| Passage to read |
Guess what!! I WON!!! The sewing thread doily got Best of Show in Fiber Arts!!
WooHoo!! I was fairly confident that it would get Best of Class for crochet (which it did), but there’s so much talent on these islands, I wasn’t at all sure how it would stack up against the beautiful knitting and weaving. In the back of my mind, I really really wanted it to win Best of Show, but when you’re standing there looking at all the amazing Best of Class winners spread out on the table, you have to be realistic. It could have gone to any of them. I was so nervous when the judge (Judith McKenzie-McCuin) was trying to decide which entry to give the big purple ribbon to. My heart was pounding, and I felt like there was a 20 lb. weight on my chest (I was trying really hard not to react outwardly, because the names on the entries were still covered at this point and she didn’t know it was mine). Finally she had it narrowed down to two entries, mine and a truly amazing Fair Isle sweater.
She talked about the sweater first, listing all the great and beautiful things about it, but I was thinking “OK, maybe she’s decided, and is talking about the sweater first because it’s the runner-up.” Then she talked about my doily, and said how nicely done it was, and how she’d never seen anything like it. Then she went back to the sweater and started talking about it again, and I felt totally deflated because I was sure she had picked it. Then she went back to the doily again and said things like “This reminds me of the antique lace I’ve seen in museums in Spain and the Netherlands,” and “This shows an incredible amount of talent, dedication, and attention to detail,” and “I don’t normally care much for decorative crochet pieces, but this really speaks to me,” and “This reaches a higher level of achievement,” and lots of other things that made my face turn red and my head spin. And she put the purple ribbon on the doily!
I had to sit down.
I won Best of Show in 2002, for a knitted lace shawl, but I wasn’t present during the judging that time. This time I was there all day, and the suspense at the end was incredible. I’d seen all the entries and I knew I had a shot, but........still.
When she placed the ribbon, and I was shaking and (not quite) teary from the tension release, and everyone was congratulating me, she looked at me and “YOU made that? But you have a two-year-old!”

| What this task involves |
Revise the Best of Show account starting at "I had to sit" and ending at "a shot, but........still.", replacing "knitted lace shawl" with "crocheted lace shawl".

| Given information |
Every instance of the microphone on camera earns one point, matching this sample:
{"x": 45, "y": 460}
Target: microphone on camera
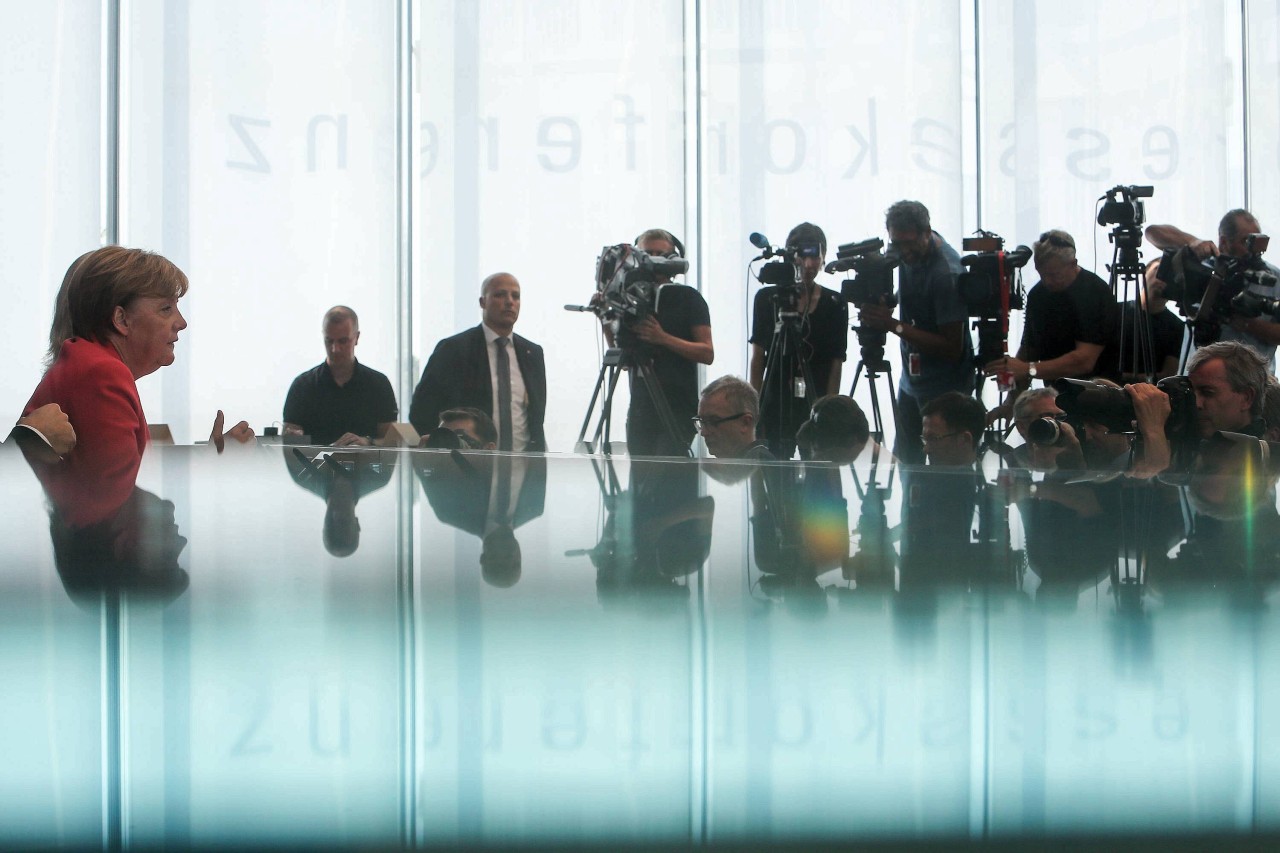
{"x": 762, "y": 242}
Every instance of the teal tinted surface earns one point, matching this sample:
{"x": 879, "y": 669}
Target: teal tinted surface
{"x": 681, "y": 653}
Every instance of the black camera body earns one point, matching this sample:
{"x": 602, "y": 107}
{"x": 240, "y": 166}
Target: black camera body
{"x": 1123, "y": 206}
{"x": 873, "y": 272}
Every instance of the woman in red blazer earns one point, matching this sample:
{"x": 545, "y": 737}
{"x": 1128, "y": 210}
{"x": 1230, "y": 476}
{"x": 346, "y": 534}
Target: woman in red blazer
{"x": 115, "y": 320}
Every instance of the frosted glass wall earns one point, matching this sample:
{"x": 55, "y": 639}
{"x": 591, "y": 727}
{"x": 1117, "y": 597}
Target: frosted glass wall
{"x": 259, "y": 147}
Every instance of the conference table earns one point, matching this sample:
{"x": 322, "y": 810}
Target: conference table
{"x": 300, "y": 646}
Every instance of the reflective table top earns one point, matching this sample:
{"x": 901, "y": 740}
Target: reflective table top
{"x": 295, "y": 646}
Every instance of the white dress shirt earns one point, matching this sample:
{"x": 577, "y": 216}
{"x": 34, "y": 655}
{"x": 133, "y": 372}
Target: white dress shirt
{"x": 519, "y": 393}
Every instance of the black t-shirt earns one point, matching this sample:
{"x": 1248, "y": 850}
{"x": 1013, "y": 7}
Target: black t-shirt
{"x": 823, "y": 333}
{"x": 1056, "y": 320}
{"x": 680, "y": 310}
{"x": 327, "y": 411}
{"x": 1166, "y": 338}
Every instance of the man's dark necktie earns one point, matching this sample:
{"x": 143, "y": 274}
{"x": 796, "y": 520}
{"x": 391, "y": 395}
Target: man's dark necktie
{"x": 503, "y": 395}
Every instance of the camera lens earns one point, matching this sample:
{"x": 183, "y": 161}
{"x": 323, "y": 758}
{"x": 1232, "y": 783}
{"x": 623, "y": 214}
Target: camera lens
{"x": 1045, "y": 432}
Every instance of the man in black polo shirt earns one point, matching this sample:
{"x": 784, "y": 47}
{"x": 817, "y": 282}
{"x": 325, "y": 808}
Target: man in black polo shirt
{"x": 1069, "y": 322}
{"x": 341, "y": 401}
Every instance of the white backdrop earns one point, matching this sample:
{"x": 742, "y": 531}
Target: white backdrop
{"x": 259, "y": 151}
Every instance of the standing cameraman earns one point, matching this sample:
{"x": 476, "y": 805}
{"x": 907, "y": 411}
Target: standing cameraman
{"x": 937, "y": 352}
{"x": 1260, "y": 334}
{"x": 676, "y": 337}
{"x": 1069, "y": 322}
{"x": 823, "y": 336}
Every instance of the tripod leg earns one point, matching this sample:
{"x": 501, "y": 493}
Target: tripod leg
{"x": 590, "y": 407}
{"x": 659, "y": 402}
{"x": 607, "y": 413}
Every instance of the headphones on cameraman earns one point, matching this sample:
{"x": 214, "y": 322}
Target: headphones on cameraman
{"x": 666, "y": 235}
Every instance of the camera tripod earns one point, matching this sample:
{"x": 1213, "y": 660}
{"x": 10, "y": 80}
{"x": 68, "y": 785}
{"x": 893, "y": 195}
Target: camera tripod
{"x": 1136, "y": 337}
{"x": 616, "y": 360}
{"x": 873, "y": 361}
{"x": 786, "y": 389}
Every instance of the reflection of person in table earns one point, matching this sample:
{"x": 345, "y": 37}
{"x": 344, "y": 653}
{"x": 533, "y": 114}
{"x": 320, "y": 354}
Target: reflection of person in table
{"x": 489, "y": 496}
{"x": 341, "y": 479}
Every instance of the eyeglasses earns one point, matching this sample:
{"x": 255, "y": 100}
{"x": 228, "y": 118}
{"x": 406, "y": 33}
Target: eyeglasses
{"x": 712, "y": 420}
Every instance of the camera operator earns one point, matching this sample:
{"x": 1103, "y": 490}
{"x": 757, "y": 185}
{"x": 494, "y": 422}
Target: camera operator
{"x": 1230, "y": 383}
{"x": 1068, "y": 323}
{"x": 824, "y": 332}
{"x": 679, "y": 337}
{"x": 1166, "y": 329}
{"x": 937, "y": 351}
{"x": 1260, "y": 334}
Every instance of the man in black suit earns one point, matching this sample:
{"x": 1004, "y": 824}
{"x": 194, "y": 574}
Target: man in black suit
{"x": 475, "y": 369}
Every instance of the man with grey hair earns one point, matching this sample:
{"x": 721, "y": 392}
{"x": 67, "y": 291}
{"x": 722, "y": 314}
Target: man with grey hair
{"x": 932, "y": 329}
{"x": 727, "y": 414}
{"x": 488, "y": 368}
{"x": 1068, "y": 323}
{"x": 1230, "y": 383}
{"x": 341, "y": 401}
{"x": 1260, "y": 333}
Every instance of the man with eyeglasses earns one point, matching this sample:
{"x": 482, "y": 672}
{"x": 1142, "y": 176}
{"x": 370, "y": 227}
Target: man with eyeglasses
{"x": 727, "y": 414}
{"x": 933, "y": 329}
{"x": 1068, "y": 324}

| Task solution |
I had to sit down.
I won Best of Show in 2002, for a crocheted lace shawl, but I wasn’t present during the judging that time. This time I was there all day, and the suspense at the end was incredible. I’d seen all the entries and I knew I had a shot, but........still.